Activity => An exact copy of every entry is required, without the pictures.
┄┄┄┄┄┄┄┄┄┄
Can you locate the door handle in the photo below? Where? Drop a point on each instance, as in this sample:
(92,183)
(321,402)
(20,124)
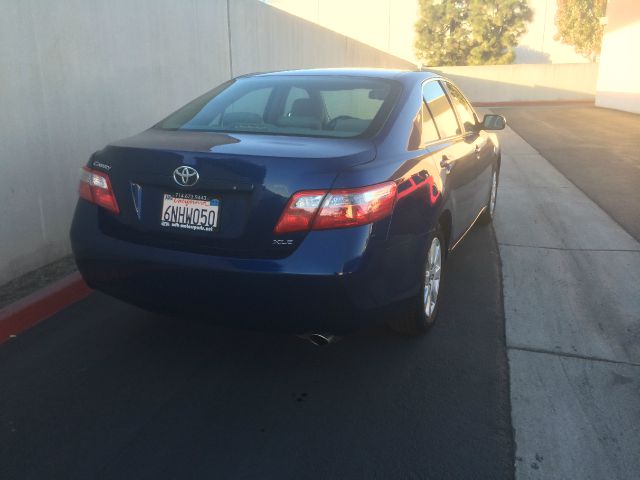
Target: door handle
(446,164)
┄┄┄┄┄┄┄┄┄┄
Answer to this task =>
Can you locate the door handle in the photo below? Where? Drop a point on each instance, as in this sample:
(92,183)
(321,402)
(20,124)
Target: door handle
(446,164)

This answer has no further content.